### Written problem 1
In the discussion of annotated footnotes, could you switch "footnotes" to "endnotes" and give the passage again, beginning at the words "I agree with" and stopping after "August 2006 (UTC)"?
### Written problem 2
How would you put this sentence from the discussion of annotated footnotes into Spanish: "However, I can think of one situation where annotated footnotes could be helpful in an online encyclopedia."

==== Text excerpt ====

I agree with the general sentiment that a general interest encyclopedia should not have articles where the footnotes end up taking up as much space as the text. However, I can think of one situation where annotated footnotes could be helpful in an online encyclopedia. Suppose I have a web site such as the U.S. Naval Observatory where information from various parts of the web site are retrieved in different ways. If I had citations from two different areas on the web site, I might want to annotate each citation with instructions on how to operate the web user interface in each of the two areas. --Gerry Ashton 20:33, 21 August 2006 (UTC)

Authors of articles may choose to provide a quotation or annotation providing more information about a reference, or how it is relevant to the point being demonstrated, or simply as an aside. Sometimes this information is relevant to the citation, but not directly to the point being made in the article text, so for editorial reasons it is provided out of the flow. This is an issue of writing and editorial, and has nothing to do with paper or web.

==== Entries supplied ====

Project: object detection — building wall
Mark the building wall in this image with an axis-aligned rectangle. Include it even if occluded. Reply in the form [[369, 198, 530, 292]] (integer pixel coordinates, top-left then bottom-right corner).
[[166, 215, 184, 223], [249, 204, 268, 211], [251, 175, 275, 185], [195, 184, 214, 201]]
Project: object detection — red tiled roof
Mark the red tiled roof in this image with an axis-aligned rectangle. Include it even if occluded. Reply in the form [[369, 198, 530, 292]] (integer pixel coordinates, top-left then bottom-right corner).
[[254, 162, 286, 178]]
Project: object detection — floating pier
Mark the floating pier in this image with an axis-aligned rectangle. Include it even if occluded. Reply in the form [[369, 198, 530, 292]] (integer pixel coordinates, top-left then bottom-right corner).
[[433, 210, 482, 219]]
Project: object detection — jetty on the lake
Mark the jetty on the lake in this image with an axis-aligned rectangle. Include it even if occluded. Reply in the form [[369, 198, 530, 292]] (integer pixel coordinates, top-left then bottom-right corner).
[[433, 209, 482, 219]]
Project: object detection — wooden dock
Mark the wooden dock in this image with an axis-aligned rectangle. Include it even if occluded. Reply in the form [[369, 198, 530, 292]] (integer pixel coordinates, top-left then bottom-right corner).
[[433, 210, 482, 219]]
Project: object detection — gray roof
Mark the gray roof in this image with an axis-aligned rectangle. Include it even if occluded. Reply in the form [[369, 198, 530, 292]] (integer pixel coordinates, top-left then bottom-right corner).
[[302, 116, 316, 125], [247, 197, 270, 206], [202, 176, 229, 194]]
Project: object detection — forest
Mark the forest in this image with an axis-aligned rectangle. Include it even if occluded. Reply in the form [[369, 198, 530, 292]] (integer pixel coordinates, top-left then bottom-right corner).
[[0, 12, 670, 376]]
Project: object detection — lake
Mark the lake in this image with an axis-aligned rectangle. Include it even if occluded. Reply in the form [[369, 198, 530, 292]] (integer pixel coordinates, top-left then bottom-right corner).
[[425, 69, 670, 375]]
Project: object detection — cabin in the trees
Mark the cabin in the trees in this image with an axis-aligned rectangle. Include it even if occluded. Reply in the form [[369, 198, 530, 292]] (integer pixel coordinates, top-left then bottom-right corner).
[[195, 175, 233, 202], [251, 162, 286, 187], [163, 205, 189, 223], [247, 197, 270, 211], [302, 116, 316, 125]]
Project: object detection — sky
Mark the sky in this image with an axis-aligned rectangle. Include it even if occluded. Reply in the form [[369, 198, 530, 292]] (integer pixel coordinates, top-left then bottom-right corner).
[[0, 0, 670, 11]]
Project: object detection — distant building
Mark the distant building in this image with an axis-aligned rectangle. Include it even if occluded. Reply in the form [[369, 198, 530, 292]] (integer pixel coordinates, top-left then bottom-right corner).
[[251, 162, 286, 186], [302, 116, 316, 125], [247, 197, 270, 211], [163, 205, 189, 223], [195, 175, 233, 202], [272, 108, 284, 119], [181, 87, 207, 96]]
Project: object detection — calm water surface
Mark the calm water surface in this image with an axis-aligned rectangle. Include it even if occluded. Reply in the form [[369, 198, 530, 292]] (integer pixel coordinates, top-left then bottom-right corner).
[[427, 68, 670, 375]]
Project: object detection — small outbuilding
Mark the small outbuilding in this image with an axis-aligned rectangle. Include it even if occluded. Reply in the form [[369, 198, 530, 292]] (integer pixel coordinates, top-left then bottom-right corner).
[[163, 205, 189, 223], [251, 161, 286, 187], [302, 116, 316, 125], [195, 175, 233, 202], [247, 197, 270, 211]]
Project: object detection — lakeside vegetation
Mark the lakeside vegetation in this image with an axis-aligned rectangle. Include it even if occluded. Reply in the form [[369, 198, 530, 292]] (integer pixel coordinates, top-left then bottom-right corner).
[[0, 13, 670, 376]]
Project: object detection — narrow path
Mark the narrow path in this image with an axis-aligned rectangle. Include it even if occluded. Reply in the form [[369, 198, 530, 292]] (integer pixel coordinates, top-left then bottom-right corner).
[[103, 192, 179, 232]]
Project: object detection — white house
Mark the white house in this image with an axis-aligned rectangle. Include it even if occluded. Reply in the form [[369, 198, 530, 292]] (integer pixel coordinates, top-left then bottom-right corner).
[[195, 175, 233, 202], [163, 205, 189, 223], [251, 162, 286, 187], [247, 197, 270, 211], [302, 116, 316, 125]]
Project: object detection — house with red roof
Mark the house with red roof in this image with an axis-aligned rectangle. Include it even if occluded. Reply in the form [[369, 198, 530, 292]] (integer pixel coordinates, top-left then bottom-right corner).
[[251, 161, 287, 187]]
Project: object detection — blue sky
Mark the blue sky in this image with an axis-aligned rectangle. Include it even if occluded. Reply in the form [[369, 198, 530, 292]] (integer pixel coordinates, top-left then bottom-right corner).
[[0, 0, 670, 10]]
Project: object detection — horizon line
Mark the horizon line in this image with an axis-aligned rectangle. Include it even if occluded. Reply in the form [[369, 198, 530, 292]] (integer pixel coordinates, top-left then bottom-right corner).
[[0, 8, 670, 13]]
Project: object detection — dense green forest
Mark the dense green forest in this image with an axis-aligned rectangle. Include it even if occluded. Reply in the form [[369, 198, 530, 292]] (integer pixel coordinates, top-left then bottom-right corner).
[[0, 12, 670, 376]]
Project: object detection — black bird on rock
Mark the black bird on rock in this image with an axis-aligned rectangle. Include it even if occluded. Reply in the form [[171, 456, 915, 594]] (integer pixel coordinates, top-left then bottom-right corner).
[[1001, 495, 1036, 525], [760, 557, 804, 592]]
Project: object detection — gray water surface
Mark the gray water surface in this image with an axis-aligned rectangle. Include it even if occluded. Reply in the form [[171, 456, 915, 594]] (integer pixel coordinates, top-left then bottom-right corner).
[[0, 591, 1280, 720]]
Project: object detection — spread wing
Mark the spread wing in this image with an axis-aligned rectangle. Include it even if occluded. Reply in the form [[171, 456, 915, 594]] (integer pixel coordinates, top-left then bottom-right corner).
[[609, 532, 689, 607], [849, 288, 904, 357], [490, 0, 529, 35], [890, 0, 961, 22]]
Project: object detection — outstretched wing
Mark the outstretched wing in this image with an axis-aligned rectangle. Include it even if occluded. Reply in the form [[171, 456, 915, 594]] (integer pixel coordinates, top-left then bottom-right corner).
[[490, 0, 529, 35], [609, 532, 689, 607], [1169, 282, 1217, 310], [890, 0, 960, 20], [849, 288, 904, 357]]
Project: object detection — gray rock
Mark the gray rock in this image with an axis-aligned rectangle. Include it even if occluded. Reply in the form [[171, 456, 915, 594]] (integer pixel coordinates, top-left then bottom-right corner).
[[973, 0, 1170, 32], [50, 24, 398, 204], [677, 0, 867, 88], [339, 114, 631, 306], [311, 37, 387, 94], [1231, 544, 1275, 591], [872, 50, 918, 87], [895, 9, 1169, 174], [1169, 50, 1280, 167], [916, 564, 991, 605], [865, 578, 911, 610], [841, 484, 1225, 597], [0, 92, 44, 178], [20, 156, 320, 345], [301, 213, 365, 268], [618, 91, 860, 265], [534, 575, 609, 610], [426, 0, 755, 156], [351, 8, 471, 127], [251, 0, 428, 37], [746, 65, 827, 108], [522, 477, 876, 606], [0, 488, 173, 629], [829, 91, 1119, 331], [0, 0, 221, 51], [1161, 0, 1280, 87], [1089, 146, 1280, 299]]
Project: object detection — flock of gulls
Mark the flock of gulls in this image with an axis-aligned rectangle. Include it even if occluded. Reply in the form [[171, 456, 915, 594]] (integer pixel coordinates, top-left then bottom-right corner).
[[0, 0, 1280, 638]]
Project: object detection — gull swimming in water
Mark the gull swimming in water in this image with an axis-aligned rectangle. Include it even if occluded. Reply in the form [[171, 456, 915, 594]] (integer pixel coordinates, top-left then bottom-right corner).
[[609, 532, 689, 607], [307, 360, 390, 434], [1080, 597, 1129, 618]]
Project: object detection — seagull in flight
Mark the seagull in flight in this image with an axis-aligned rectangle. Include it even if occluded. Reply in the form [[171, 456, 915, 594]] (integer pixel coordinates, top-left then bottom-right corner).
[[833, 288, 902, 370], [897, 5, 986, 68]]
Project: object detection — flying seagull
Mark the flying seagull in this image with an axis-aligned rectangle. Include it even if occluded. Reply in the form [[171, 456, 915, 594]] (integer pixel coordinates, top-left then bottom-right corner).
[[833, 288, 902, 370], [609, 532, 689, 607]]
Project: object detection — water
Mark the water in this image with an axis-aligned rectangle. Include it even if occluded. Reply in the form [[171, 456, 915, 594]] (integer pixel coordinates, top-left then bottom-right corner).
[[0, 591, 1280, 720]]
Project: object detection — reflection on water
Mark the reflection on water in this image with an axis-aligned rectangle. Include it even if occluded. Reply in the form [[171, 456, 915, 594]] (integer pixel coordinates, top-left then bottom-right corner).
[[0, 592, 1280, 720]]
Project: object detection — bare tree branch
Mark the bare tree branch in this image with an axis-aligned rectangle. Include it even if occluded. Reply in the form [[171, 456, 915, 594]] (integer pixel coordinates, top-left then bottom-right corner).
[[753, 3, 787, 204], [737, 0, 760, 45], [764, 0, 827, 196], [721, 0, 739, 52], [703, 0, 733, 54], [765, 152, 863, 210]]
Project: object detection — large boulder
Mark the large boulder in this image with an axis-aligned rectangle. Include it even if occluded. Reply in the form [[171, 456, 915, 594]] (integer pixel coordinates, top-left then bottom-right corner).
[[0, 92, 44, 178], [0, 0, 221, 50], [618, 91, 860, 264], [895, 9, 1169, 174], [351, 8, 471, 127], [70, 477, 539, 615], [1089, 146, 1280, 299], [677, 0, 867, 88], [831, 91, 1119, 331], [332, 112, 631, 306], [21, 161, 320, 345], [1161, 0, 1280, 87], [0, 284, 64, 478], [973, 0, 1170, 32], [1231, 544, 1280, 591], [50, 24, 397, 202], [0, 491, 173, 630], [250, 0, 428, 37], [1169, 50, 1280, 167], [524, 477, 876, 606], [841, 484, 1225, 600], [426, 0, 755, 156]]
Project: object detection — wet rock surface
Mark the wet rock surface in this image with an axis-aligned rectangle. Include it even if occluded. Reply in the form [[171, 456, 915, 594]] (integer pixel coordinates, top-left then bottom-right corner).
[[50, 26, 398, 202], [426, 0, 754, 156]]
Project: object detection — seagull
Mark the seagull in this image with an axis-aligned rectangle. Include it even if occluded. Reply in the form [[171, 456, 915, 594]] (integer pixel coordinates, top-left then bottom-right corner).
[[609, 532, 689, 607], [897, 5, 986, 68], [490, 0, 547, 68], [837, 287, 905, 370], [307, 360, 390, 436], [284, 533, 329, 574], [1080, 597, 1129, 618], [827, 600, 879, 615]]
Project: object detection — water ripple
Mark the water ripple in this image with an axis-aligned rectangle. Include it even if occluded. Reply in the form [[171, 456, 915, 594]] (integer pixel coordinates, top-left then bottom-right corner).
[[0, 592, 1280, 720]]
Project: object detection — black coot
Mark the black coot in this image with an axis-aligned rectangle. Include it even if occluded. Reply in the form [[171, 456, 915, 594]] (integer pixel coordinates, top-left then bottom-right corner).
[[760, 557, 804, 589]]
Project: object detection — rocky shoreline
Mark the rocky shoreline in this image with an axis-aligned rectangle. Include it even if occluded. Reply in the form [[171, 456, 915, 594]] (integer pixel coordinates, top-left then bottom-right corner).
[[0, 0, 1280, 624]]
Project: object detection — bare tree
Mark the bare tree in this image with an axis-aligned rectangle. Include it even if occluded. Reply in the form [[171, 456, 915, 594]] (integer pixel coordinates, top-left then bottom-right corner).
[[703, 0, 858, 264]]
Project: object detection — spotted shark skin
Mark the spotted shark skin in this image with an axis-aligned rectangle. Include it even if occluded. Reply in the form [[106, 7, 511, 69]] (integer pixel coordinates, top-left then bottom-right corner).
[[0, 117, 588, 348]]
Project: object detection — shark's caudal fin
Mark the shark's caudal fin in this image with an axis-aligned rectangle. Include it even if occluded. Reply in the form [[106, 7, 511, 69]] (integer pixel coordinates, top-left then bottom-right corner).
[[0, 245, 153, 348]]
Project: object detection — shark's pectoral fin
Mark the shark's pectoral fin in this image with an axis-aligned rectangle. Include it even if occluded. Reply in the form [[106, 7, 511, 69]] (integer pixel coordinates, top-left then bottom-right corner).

====

### Exercise response 1
I agree with the general sentiment that a general interest encyclopedia should not have articles where the endnotes end up taking up as much space as the text. However, I can think of one situation where annotated endnotes could be helpful in an online encyclopedia. Suppose I have a web site such as the U.S. Naval Observatory where information from various parts of the web site are retrieved in different ways. If I had citations from two different areas on the web site, I might want to annotate each citation with instructions on how to operate the web user interface in each of the two areas. --Gerry Ashton 20:33, 21 August 2006 (UTC)

### Exercise response 2
Sin embargo, se me ocurre una situación en la que las notas al pie anotadas podrían ser útiles en una enciclopedia en línea.